Documento di partenza
=-=-=

Giancarlo La Vella – Città del Vaticano
La guerra tra Russia e Ucraina, oltre al dolore per la tragedia che si sta consumando, sta creando un clima di incertezza e confusione nella comunità internazionale soprattutto per lo scarso intervento delle organizzazioni internazionali, a partire dalle Nazioni Unite, incapaci a ricondurre sulla strada del negoziato un conflitto che sta creando morte e distruzione, ma anche foste destabilizzazione politica ed economica. Su questo ed altri argomenti Radio Vaticana – Vatican News ha interpellato Francesca Di Giovanni, sottosegretario per il settore multilaterale della sezione per i Rapporti con gli Stati della Segreteria di Stato della Santa Sede.
Si ha la sensazione che l’Onu in questa crisi sia stato a lungo paralizzato e silente. Perché questo è avvenuto? Possiamo ancora credere al ruolo fondamentale delle organizzazioni internazionali?
Queste organizzazioni possono e devono continuare ad avere un ruolo nelle relazioni internazionali. L’attuale crisi, alla quale stiamo assistendo, di per sé può essere solo in parte ascrivibile alle responsabilità delle organizzazioni, quanto, piuttosto, a quelle degli Stati che le compongono e ne determinano la politica e l’attività. Il problema maggiore è rappresentato dal fatto che gli Stati hanno perso la capacità di ascoltarsi a vicenda, privilegiando piuttosto l’imposizione di proprie idee o propri interessi, di fatto limitati o condizionanti. Il Papa stesso ha parlato più volte di “colonizzazione ideologica” e purtroppo nelle organizzazioni internazionali tale nuova colonizzazione ha trovato terreno fertile, anche su spinta di alcuni Stati. Si dovrebbe tornare a parlare, ad ascoltarsi ed anche a riflettere sulle posizioni altrui. Quando si parla di organizzazioni Internazionali bisogna sottolineare, inoltre, come il loro lavoro non si limiti esclusivamente al mantenimento della pace e della sicurezza. Si pensi per esempio ai temi dello sviluppo, dei cambiamenti climatici, dell’uso pacifico dell’energia nucleare e così via. Perciò, il lavoro è molto, e l’inerzia o la paralisi dell’Onu sono evidenti in alcuni ambiti, anche primari, mentre prosegue in altri, pur avvertendone in modo molto marcato la “fatica”.

=-=-=

Attività proposte
1. Nell'intervista, come si può riscrivere in forma di elenco puntato il paragrafo che comincia con «Queste organizzazioni possono e devono», conservandone i fatti principali?
2. Elenca ogni riga dei record che contiene la parola «screen», copiandola per intero; tieni conto della distinzione tra maiuscole e minuscole.

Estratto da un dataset
=-=-=

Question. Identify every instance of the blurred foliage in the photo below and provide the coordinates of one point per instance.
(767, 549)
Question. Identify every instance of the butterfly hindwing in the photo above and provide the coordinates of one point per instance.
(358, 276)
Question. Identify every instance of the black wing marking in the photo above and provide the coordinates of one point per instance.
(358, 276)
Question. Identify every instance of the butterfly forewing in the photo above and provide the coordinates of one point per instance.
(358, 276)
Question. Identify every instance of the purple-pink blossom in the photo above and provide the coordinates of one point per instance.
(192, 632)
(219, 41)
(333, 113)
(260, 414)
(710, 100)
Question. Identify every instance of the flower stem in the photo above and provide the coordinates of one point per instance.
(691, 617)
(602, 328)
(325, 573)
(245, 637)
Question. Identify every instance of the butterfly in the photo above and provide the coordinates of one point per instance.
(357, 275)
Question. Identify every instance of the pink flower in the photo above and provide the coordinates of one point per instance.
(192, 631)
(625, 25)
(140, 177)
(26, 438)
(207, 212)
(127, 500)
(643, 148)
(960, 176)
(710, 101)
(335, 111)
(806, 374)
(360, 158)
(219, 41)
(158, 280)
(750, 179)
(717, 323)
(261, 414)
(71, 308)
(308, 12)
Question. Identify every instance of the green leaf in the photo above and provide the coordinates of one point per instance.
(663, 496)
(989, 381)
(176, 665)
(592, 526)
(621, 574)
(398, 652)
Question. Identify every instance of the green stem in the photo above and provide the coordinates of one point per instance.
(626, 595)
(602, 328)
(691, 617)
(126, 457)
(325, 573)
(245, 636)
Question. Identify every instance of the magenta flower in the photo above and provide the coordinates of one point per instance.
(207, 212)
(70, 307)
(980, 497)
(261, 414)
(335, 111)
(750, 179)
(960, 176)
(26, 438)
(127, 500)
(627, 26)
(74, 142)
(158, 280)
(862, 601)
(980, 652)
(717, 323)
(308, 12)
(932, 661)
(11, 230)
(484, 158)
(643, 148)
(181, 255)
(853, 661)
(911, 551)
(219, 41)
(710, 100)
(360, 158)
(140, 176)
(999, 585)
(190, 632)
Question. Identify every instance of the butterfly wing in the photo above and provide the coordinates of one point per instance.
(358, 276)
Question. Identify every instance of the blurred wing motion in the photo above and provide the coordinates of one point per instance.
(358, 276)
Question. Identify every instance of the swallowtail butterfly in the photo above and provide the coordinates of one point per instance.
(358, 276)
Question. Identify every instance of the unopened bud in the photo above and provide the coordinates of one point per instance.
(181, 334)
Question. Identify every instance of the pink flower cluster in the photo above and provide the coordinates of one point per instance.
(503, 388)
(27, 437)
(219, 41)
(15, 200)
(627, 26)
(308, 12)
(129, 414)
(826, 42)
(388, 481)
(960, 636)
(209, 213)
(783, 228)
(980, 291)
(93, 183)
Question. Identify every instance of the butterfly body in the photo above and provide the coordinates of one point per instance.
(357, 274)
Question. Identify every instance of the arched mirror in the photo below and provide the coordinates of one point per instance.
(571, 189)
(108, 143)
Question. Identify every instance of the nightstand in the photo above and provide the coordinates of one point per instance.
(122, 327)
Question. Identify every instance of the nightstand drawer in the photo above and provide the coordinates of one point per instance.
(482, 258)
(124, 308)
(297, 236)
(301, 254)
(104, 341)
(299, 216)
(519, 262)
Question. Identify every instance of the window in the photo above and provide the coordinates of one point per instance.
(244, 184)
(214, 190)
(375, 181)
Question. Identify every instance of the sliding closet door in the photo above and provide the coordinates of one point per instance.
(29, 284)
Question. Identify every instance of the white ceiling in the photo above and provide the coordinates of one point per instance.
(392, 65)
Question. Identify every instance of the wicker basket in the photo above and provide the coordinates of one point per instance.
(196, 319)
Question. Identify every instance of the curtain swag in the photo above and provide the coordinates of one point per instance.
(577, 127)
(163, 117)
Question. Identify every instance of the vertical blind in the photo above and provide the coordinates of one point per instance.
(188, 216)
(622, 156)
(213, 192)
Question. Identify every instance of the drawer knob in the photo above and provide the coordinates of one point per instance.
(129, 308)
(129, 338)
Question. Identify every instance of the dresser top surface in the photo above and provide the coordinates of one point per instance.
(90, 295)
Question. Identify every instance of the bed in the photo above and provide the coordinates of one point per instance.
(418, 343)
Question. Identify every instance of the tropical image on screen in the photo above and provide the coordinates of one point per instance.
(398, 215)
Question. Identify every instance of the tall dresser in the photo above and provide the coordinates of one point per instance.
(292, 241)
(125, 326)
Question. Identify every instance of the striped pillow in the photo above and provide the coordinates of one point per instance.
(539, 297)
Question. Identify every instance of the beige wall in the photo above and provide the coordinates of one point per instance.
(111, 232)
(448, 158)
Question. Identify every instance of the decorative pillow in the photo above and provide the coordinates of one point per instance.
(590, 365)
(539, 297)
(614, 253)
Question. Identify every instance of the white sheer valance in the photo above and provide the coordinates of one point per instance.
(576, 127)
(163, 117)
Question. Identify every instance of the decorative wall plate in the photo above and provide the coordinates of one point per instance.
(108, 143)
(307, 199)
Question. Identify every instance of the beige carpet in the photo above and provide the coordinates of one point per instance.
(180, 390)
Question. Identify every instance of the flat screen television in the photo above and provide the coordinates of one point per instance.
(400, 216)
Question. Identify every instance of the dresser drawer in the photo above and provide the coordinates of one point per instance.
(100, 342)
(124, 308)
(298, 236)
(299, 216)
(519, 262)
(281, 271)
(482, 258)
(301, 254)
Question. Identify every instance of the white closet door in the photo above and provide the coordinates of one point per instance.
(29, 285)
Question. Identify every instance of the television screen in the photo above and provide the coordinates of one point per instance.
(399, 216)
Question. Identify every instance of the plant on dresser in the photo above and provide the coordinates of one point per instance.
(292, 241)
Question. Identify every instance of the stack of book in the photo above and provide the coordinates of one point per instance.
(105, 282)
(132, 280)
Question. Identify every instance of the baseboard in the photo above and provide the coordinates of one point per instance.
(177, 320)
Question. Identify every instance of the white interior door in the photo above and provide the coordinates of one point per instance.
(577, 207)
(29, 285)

=-=-=

Soluzioni
1.
- Le organizzazioni internazionali possono e devono continuare ad avere un ruolo nelle relazioni internazionali.
- La crisi attuale è imputabile solo in parte alle organizzazioni. La responsabilità ricade piuttosto sugli Stati che le compongono e ne determinano politica e attività.
- Il problema maggiore è che gli Stati hanno perso la capacità di ascoltarsi a vicenda. Preferiscono imporre le proprie idee o i propri interessi.
- Il Papa ha parlato più volte di «colonizzazione ideologica». Questa ha trovato terreno fertile nelle organizzazioni internazionali, anche su spinta di alcuni Stati.
- Si dovrebbe tornare a parlare, ad ascoltarsi e a riflettere sulle posizioni altrui.
- Il lavoro delle organizzazioni non si limita al mantenimento della pace e della sicurezza. Comprende anche lo sviluppo, i cambiamenti climatici e l'uso pacifico dell'energia nucleare.
- L'inerzia o la paralisi dell'Onu è evidente in alcuni ambiti, anche primari. In altri il lavoro prosegue, pur con una «fatica» molto marcata.

2.
Question. Identify every instance of the tropical image on screen in the photo above and provide the coordinates of one point per instance.
Question. Identify every instance of the flat screen television in the photo above and provide the coordinates of one point per instance.
Question. Identify every instance of the television screen in the photo above and provide the coordinates of one point per instance.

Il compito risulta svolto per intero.